[START Data for this exercise]

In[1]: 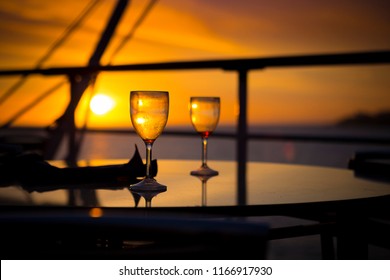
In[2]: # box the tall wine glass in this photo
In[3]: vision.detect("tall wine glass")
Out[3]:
[130,91,169,192]
[190,97,221,176]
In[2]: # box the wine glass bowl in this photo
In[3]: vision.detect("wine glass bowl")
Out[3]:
[190,97,221,176]
[130,91,169,192]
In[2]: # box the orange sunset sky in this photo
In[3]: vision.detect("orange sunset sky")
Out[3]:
[0,0,390,127]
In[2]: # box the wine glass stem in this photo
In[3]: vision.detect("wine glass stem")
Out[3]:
[202,180,207,206]
[202,137,208,167]
[145,198,152,208]
[145,142,153,179]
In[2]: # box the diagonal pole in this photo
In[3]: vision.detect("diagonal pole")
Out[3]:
[44,0,129,163]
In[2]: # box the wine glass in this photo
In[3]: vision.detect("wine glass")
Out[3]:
[130,91,169,192]
[190,97,221,176]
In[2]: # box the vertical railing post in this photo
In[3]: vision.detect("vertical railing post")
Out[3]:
[236,69,248,205]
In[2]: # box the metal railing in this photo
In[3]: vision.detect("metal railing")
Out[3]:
[0,51,390,205]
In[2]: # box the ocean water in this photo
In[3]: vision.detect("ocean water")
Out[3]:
[76,126,390,168]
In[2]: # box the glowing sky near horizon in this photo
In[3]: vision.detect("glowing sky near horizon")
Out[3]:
[0,0,390,127]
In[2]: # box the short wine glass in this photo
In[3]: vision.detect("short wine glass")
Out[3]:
[190,97,221,176]
[130,91,169,192]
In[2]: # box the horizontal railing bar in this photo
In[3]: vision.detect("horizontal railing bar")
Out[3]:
[0,51,390,76]
[87,129,390,145]
[0,127,390,146]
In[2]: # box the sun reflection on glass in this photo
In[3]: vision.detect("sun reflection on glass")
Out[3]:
[89,207,103,218]
[136,117,146,124]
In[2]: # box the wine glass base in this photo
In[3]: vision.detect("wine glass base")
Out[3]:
[129,178,167,192]
[190,166,219,177]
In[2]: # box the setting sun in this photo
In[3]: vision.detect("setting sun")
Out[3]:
[89,94,115,115]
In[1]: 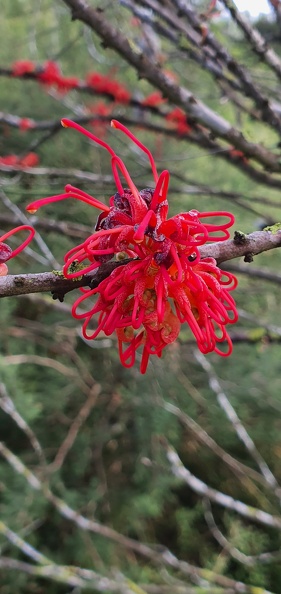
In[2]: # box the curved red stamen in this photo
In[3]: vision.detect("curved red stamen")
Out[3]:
[150,169,170,210]
[26,192,110,214]
[111,120,158,183]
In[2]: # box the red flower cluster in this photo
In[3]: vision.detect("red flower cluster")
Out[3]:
[86,72,131,104]
[0,153,39,169]
[0,225,35,276]
[165,107,192,135]
[27,119,237,373]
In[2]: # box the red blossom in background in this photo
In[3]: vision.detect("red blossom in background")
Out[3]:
[27,119,237,373]
[0,153,39,168]
[0,225,35,276]
[142,91,167,107]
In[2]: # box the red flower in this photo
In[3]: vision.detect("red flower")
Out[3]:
[12,60,35,76]
[0,225,35,276]
[27,119,237,373]
[141,91,167,107]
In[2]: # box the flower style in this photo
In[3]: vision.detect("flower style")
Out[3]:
[0,225,35,276]
[27,119,238,373]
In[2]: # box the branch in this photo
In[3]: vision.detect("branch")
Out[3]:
[167,446,281,530]
[59,0,281,172]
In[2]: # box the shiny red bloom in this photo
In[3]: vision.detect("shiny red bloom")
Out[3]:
[27,119,237,373]
[0,153,39,168]
[0,225,35,276]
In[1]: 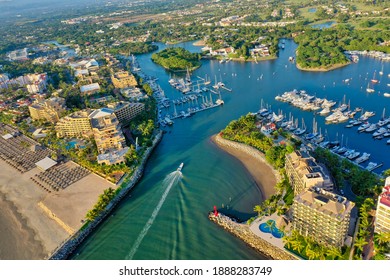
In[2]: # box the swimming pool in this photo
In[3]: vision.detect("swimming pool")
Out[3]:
[259,220,284,238]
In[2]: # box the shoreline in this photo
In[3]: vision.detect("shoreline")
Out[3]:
[48,130,163,260]
[0,193,46,260]
[211,134,281,200]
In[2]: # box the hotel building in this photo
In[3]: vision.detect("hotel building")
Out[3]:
[28,97,66,123]
[111,71,137,88]
[107,101,145,125]
[292,188,355,248]
[285,151,333,195]
[375,177,390,233]
[56,110,92,138]
[89,108,125,154]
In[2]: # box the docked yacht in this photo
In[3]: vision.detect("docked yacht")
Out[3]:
[366,162,379,171]
[358,122,371,132]
[366,123,377,133]
[372,127,387,137]
[347,152,360,160]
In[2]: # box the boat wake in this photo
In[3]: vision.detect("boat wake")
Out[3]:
[126,170,182,260]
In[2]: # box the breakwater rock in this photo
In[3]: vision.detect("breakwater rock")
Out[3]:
[214,134,282,182]
[49,131,163,260]
[209,212,298,260]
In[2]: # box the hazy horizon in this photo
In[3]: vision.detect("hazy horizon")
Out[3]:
[0,0,111,20]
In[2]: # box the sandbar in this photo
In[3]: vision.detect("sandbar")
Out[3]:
[211,134,280,199]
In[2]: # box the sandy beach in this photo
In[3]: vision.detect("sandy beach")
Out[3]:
[0,160,115,260]
[211,134,280,199]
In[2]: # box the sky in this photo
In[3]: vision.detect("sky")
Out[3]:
[0,0,108,19]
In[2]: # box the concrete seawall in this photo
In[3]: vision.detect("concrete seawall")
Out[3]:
[209,212,297,260]
[212,134,282,192]
[49,131,163,260]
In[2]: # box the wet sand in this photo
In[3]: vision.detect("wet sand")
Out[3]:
[0,195,46,260]
[211,135,280,199]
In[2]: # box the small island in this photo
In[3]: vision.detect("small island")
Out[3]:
[110,42,158,55]
[152,48,201,71]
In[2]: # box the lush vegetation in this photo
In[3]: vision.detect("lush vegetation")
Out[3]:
[314,147,381,197]
[221,114,294,169]
[283,231,349,260]
[152,48,200,70]
[110,42,158,55]
[294,25,390,69]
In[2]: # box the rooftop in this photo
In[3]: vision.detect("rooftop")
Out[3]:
[294,188,354,219]
[89,108,114,119]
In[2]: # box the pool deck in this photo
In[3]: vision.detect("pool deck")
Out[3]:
[249,213,285,250]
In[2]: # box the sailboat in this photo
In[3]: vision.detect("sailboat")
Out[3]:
[366,83,375,93]
[313,127,325,144]
[305,118,318,140]
[186,67,192,85]
[213,75,219,89]
[204,74,211,85]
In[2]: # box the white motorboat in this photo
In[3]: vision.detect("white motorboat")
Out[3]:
[355,153,371,164]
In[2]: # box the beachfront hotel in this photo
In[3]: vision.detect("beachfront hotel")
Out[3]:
[292,188,355,248]
[285,151,333,195]
[89,108,125,154]
[55,109,92,138]
[375,177,390,233]
[107,101,145,125]
[28,97,66,123]
[111,71,137,88]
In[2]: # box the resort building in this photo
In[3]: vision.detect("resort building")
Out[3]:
[260,123,276,135]
[111,71,137,88]
[28,97,66,123]
[121,87,149,102]
[56,110,92,138]
[292,187,355,248]
[285,151,333,195]
[80,83,100,95]
[89,108,125,154]
[0,73,47,94]
[26,73,47,94]
[107,101,145,125]
[375,177,390,233]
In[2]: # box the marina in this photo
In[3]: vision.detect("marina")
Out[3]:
[73,40,390,260]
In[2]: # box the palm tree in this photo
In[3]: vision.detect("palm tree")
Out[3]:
[306,248,318,260]
[253,205,264,216]
[282,235,295,249]
[265,220,275,231]
[292,240,305,254]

[END Data for this exercise]

▸ **Task statement**
Please convert the lines of the material above into a numbered list, beginning at the line that contains "In[2]: # box the flower style in this photo" and stopping after the line that contains "[59,0,281,172]". Include only those lines, and leave out any blank ones.

▸ **Result for this task**
1. In[2]: # box the flower style in this photo
2. In[3]: vision.detect("flower style")
3. Out[3]:
4. [0,225,35,276]
5. [27,119,238,373]
6. In[2]: # box the branch in this photo
7. In[3]: vision.detect("branch")
8. Out[3]:
9. [167,446,281,530]
10. [59,0,281,172]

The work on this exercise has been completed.